[Page extract]

The retail pharmacy giant announced Dec. 3 that it had agreed to purchase Aetna, one of the country’s largest health insurers, for about $69 billion. Because CVS of Woonsocket, Rhode Island, and Aetna Inc., of Hartford, Connecticut, do not operate in exactly the same industry, the former’s planned takeover of the latter is a so-called vertical merger, which traditionally have fared better under Washington’s scrutiny, the lawyers said.
A recent event may belie that trend, though: Last month, the U.S. Department of Justice sued AT&T to block its merger with Time Warner—the first time in at least 40 years that the agency has attempted to block a vertical merger. The government’s complaint alleges that AT&T would hinder its rivals by forcing them to pay more per year to distribute Time Warner content.
“Vertical transactions are generally considered to raise less antitrust concerns than horizontal ones, deals where the merging parties actually compete against each other, but vertical transactions can raise significant antitrust concerns, so the combination will likely prompt regulatory concern,” said Andre Barlow, an antitrust lawyer at Washington’s Doyle, Barlow & Mazard.
Chief among those reasons, Barlow said, is the sheer size of the consolidation within the health care industry, one of the most important to the U.S. economy.
Aetna serves an estimated 44.6 million subscribers, according to the company. CVS Health has 9,700 retail pharmacies and more than 1,100 walk-in medical clinics. It is one of the largest pharmacy benefits managers with nearly 90 million plan members, as well as a senior pharmacy care business serving more than 1 million patients per year, and a stand-alone Medicare Part D prescription drug plan.
“It’s logical to anticipate [close scrutiny] based on the size and importance of the industry as it relates to the U.S. economy and well-being,” said Shannon Zollo, corporate partner at Boston-based law firm Morse, Barnes-Brown & Pendleton.

[/Page extract]

Please answer from the merger article: about how much did CVS agree to pay for Aetna?

[Listed entries]

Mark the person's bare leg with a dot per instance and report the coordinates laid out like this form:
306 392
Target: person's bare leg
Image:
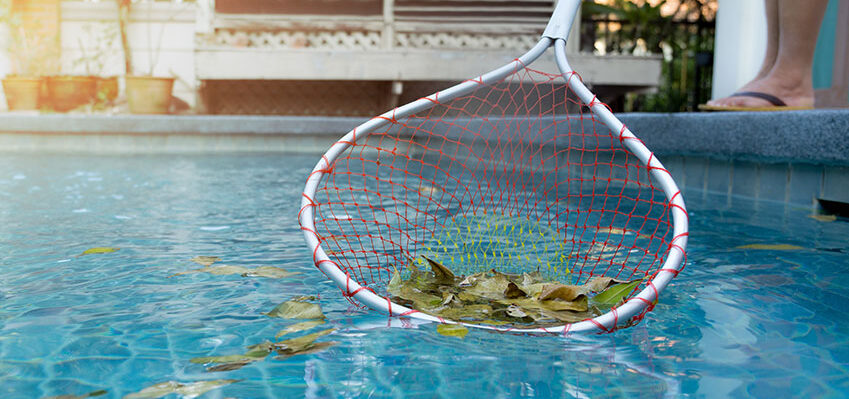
789 77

[/Listed entries]

__Completed exercise__. About $69 billion.